(Entries from a dataset)

+ + + + + + +

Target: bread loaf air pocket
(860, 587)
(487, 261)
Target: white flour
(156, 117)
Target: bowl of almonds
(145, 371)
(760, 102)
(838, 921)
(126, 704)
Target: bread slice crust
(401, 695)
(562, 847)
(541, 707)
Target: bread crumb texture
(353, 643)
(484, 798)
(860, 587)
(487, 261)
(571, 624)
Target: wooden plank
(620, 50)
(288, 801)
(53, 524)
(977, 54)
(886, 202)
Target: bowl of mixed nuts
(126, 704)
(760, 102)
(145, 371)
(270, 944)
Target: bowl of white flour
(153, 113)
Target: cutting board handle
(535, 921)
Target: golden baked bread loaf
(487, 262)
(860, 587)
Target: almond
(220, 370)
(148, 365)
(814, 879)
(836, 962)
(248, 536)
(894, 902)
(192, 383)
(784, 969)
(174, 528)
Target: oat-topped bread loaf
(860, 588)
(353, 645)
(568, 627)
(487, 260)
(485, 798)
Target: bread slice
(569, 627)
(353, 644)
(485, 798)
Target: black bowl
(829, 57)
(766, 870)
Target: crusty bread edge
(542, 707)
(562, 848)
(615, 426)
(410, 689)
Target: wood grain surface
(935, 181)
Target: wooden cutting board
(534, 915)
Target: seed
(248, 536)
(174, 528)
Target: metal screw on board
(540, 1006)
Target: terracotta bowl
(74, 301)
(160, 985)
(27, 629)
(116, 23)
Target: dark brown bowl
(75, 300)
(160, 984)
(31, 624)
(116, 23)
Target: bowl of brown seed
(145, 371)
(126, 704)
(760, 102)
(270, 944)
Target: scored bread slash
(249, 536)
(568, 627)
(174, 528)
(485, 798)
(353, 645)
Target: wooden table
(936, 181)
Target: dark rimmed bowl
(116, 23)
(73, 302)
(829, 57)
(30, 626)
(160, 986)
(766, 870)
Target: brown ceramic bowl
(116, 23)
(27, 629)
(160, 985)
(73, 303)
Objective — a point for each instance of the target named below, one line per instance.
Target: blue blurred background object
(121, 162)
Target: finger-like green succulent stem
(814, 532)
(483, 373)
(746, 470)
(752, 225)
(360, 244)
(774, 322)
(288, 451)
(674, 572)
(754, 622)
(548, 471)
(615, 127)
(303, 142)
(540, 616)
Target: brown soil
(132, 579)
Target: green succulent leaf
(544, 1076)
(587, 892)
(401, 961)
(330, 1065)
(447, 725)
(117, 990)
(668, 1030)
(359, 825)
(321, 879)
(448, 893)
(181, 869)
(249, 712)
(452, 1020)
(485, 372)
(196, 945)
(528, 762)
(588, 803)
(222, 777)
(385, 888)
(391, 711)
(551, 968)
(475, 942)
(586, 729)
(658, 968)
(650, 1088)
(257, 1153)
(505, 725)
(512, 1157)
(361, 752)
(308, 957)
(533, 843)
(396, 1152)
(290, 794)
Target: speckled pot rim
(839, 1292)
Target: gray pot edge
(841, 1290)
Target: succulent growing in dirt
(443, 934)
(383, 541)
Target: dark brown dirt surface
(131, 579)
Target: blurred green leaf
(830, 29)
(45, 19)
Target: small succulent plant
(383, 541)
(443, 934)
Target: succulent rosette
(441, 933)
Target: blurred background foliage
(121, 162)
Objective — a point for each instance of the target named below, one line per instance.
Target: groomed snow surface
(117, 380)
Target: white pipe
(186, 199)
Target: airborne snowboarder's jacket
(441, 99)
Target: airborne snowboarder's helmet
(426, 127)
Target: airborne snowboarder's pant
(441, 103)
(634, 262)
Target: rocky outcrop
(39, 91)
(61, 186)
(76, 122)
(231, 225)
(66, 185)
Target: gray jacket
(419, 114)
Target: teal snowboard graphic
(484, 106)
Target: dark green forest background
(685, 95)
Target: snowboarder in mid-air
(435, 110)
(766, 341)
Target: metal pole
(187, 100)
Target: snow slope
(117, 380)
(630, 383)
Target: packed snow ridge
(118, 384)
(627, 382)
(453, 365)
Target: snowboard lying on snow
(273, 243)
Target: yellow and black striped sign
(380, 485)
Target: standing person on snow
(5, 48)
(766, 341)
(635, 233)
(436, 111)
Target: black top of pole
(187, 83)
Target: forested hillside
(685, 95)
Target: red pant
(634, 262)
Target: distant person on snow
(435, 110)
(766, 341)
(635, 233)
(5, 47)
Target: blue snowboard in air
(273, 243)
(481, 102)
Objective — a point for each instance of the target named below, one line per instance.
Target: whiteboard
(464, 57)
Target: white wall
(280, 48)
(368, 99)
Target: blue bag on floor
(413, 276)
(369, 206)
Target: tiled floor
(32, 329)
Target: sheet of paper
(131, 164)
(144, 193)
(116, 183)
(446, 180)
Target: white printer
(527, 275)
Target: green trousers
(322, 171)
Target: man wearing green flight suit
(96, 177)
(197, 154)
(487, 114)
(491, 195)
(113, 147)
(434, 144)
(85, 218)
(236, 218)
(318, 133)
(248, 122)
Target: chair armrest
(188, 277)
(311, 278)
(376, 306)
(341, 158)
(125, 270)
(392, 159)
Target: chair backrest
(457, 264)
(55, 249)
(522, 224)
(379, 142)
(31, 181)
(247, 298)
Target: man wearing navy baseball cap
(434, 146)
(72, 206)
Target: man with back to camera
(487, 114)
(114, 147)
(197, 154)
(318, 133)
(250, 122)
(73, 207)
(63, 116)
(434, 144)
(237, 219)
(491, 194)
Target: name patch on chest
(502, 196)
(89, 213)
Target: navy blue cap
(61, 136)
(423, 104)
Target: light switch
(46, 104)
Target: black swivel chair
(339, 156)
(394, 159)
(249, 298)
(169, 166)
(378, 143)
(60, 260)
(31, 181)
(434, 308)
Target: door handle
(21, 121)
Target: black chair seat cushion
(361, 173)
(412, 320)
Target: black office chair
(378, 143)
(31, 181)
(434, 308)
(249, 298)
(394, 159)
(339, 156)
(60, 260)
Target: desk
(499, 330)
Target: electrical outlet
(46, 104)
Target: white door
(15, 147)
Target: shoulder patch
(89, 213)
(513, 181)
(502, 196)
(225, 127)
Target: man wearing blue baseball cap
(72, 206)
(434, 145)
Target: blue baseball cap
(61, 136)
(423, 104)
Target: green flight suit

+ + + + + + +

Please repeat every line of the records from the line with "Target: black office chair" through the end of the records, adding -142 to each coordinate in the answers.

Target: black office chair
(236, 1)
(-111, 39)
(292, 166)
(107, 156)
(252, 17)
(197, 14)
(-82, 118)
Target: desk
(357, 188)
Target: electrical outlet
(-96, -38)
Target: white door
(-127, 5)
Target: shoulder patch
(-53, 71)
(371, 39)
(360, 54)
(83, -15)
Target: man wearing blue baseball cap
(-70, 64)
(292, 3)
Target: blue baseball cap
(-81, -6)
(281, -38)
Target: green flight suit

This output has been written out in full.